(Tasks to carry out)
(a) Rewrite the post on Clojure Nix packaging, beginning at the words "(Note that the" and stopping after "from my mistakes)". Replace "java runtime" with "JRE".
(b) According to the post on Clojure Nix packaging, under what two conditions will the clojure command fail silently?

Nor had I been entirely aware, until I checked on "Mastodon": https://mastodon.social/web/accounts/28445 , that it's been an entire month since I put NixWRT down to make Epsilon happen. Some weekend hack that turned out to be. Bother.

On the bright side, I haven't needed to launch K-9 for a bit over a week and I am learning reagent/re-frame/FRP. On the less bright side, I don't have a lot to blog about right now.

Until next time, then.

Revisiting Clojure Nix packaging#

Fri, 31 Aug 2018 12:43:27 +0000

Slightly over a year ago I wrote about how to build a Clojure project with Nix and this week I had occasion to refer back to it because I want to have a production-style dogfood build of Epsilon

It's a bit simpler now than it was then, because in the intervening time Clojure has added Deps and CLI tools which gives us a simple readable EDN file in which we can list our project's immediate dependencies (see here deps.edn for Epsilon ) and a function resolve-deps that we can call to get the transitive dependencies

We embed this function call into a script which dumps a JSON file with the same information, and then whenever we add or update deps.edn we run

$ CLJ_CONFIG=. CLJ_CACHE=. nix-shell -p clojure jre --run \
 "clojure -R:build -C:build -Srepro  -Sforce  -m nixtract generated/nix-deps.json"

(Note that the clojure command will fail silently if it cannot find a java runtime on the path, or if the current directory contains a malformed deps.edn file. Each of these problems took me a while to find - I tell you this so that you may learn from my mistakes)

(Dataset entries)
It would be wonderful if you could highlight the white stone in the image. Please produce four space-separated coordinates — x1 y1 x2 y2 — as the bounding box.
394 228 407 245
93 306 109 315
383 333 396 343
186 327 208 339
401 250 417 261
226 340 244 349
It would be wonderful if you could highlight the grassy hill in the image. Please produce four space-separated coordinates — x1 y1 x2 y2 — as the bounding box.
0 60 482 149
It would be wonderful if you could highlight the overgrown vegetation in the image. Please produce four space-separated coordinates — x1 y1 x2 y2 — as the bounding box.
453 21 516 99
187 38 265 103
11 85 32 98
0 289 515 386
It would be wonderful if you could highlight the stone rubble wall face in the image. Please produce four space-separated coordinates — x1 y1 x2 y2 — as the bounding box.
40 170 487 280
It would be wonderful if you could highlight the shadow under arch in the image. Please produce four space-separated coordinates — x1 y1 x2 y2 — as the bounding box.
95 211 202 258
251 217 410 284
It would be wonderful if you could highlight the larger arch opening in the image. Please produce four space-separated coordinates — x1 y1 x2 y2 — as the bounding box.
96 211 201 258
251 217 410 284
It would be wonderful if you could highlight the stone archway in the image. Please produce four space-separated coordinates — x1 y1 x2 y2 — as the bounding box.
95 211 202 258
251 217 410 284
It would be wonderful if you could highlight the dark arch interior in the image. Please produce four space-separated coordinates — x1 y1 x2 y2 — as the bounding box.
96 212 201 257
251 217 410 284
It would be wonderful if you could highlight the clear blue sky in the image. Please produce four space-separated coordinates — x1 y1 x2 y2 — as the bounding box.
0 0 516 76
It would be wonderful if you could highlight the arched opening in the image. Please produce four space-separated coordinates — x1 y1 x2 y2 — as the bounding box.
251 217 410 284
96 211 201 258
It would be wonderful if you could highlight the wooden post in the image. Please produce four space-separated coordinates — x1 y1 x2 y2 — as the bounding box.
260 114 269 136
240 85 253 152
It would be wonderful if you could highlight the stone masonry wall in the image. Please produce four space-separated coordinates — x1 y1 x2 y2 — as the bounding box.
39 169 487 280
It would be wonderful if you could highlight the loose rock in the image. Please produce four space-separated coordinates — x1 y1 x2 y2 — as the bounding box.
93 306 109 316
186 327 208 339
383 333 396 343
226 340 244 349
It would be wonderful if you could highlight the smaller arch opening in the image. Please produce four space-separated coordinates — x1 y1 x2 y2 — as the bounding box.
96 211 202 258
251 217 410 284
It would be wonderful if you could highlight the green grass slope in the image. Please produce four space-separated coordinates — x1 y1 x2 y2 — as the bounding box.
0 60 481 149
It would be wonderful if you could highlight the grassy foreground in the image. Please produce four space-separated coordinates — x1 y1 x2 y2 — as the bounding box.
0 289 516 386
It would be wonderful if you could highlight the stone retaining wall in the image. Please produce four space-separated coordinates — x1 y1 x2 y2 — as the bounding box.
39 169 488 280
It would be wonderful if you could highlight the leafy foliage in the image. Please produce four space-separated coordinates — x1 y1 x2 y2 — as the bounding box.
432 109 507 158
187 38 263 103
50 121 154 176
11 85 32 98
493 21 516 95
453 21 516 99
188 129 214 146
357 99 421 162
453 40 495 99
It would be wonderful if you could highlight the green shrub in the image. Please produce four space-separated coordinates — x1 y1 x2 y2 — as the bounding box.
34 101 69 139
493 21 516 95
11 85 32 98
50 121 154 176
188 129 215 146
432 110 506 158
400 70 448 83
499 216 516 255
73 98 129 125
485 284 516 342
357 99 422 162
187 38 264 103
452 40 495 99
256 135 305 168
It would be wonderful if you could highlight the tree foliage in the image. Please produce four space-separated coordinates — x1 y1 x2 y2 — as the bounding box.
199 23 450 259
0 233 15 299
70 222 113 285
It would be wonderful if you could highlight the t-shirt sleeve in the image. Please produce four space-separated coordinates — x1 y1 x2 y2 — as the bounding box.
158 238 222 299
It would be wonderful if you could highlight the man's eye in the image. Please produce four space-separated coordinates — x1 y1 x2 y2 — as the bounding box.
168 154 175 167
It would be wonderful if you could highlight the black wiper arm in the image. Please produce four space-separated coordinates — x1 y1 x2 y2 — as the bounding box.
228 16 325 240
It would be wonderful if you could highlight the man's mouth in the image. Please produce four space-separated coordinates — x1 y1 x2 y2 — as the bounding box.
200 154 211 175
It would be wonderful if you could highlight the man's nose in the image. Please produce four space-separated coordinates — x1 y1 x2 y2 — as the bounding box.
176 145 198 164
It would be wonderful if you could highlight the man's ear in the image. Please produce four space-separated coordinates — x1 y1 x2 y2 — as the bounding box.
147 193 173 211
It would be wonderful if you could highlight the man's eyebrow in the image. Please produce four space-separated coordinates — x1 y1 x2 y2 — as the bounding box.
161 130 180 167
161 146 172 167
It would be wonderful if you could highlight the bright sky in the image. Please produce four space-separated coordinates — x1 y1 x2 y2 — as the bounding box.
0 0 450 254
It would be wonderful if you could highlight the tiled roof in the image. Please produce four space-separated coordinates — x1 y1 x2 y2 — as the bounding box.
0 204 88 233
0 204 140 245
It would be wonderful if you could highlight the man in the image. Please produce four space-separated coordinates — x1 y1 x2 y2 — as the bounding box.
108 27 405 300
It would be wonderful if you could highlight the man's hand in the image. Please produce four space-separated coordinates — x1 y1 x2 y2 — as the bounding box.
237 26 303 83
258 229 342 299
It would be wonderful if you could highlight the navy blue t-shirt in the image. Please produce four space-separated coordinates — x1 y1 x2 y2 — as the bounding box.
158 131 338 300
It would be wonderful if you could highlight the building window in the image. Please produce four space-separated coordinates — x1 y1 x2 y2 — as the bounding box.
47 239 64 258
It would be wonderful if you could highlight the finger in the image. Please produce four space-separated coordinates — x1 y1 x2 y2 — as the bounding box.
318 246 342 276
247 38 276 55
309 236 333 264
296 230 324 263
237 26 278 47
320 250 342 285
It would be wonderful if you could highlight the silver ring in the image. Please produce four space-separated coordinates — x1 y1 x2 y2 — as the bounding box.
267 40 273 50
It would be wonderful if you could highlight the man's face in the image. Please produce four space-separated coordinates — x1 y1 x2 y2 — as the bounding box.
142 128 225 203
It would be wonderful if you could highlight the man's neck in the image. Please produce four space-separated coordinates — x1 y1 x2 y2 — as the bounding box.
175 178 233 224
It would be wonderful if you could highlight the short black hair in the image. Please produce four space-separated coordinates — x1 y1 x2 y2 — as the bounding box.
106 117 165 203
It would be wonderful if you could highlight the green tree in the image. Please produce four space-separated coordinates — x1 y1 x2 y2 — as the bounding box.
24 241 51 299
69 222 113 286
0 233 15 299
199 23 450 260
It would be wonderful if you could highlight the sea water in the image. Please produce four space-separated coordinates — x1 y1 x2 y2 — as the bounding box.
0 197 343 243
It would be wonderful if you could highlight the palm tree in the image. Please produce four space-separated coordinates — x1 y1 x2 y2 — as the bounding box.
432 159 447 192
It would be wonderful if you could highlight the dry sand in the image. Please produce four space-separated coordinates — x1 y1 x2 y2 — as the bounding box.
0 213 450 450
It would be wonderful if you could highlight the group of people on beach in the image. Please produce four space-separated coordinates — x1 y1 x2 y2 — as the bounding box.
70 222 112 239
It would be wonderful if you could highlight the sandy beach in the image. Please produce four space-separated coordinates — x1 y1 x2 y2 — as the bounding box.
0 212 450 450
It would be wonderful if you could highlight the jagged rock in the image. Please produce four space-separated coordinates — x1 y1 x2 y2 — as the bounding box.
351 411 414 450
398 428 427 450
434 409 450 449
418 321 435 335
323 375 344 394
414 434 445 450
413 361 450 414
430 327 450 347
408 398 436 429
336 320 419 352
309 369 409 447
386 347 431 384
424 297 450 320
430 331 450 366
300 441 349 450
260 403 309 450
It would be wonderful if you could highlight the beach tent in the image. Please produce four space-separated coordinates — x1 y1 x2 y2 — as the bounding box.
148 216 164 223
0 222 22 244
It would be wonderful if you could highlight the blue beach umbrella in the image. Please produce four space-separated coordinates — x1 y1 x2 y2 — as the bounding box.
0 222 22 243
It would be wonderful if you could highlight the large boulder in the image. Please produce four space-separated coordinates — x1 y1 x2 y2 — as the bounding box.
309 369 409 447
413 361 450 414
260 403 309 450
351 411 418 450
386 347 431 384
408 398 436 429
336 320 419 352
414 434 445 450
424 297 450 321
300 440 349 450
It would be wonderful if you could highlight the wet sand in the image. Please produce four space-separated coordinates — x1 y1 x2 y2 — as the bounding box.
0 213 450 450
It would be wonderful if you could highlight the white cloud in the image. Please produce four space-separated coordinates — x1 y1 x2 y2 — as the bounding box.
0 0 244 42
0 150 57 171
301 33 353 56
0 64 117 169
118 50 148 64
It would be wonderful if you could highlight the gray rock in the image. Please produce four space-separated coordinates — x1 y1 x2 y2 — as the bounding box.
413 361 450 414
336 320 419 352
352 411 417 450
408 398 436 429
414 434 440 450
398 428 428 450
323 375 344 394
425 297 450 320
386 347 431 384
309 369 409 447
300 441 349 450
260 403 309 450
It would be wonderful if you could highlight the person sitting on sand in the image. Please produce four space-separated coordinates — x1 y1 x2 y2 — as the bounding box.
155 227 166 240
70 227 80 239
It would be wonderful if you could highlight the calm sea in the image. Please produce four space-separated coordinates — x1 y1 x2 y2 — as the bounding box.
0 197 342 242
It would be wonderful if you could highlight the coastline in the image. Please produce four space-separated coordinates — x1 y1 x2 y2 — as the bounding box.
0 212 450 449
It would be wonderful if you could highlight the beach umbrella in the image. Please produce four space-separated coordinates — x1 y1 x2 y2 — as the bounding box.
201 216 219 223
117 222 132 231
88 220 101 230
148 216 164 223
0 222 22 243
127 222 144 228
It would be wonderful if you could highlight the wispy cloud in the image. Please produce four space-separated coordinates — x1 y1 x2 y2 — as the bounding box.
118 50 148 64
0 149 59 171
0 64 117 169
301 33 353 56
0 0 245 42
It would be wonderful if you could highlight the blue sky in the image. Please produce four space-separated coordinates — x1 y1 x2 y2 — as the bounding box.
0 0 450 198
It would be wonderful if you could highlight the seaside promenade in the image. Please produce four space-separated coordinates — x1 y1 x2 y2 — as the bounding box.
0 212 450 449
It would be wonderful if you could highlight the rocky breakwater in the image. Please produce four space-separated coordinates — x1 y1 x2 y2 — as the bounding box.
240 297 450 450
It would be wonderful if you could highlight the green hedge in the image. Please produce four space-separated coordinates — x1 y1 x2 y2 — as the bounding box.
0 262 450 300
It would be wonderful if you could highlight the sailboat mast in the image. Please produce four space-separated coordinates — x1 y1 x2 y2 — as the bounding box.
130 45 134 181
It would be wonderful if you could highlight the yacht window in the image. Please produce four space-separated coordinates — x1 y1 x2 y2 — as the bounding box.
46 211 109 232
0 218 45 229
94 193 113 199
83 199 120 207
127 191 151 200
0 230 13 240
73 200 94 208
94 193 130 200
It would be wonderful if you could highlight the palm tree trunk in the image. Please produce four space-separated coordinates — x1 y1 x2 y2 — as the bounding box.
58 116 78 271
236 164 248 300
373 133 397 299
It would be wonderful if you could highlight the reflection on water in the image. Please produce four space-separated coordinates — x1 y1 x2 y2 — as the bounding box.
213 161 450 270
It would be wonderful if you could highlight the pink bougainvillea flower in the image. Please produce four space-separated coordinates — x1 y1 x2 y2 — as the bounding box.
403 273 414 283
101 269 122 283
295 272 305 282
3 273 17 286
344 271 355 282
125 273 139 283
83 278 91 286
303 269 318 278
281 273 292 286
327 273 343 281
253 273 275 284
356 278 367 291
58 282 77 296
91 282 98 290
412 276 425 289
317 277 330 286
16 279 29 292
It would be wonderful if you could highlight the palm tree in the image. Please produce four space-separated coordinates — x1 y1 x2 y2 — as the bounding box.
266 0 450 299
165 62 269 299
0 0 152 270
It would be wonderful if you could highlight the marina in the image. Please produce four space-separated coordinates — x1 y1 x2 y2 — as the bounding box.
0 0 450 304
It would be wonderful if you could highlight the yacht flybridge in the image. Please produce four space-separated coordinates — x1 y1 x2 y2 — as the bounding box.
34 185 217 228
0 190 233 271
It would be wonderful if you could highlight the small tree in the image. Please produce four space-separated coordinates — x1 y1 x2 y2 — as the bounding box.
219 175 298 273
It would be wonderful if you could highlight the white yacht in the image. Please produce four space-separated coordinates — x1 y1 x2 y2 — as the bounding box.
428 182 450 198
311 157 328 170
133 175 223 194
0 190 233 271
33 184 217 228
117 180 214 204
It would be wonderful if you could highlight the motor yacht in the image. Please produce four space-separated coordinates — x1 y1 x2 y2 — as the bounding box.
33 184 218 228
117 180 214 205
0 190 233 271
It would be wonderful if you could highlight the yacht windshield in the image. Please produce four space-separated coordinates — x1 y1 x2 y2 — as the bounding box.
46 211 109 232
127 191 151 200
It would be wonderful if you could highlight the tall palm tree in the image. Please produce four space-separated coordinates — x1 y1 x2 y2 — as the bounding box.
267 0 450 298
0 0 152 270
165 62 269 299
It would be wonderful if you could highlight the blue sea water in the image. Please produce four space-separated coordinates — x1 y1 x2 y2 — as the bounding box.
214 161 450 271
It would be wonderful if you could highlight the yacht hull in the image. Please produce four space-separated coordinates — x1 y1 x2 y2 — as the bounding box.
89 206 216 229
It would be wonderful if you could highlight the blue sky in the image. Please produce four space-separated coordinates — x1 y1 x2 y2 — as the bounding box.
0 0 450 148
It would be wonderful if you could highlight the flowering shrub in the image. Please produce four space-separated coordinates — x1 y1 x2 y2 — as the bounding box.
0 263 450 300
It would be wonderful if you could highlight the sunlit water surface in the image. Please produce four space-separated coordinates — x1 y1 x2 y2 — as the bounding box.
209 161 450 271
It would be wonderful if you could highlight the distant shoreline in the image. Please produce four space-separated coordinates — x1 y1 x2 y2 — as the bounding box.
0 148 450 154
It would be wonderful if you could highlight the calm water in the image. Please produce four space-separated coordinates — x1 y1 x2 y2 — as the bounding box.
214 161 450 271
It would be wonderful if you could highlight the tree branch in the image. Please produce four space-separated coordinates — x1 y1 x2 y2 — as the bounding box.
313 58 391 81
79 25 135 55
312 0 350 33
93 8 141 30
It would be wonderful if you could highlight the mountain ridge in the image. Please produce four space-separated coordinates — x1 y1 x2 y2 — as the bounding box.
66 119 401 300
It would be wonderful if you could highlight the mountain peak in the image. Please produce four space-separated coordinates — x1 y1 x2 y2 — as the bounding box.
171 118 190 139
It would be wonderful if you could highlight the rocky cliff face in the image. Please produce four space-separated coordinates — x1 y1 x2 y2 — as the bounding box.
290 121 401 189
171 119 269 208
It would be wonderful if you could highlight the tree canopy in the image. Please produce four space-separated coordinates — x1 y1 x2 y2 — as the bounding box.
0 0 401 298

(Answers to the exercise)
(a)
(Note that the clojure command will fail silently if it cannot find a JRE on the path, or if the current directory contains a malformed deps.edn file. Each of these problems took me a while to find - I tell you this so that you may learn from my mistakes)

(b) It fails silently if it cannot find a java runtime on the path, or if the current directory contains a malformed deps.edn file.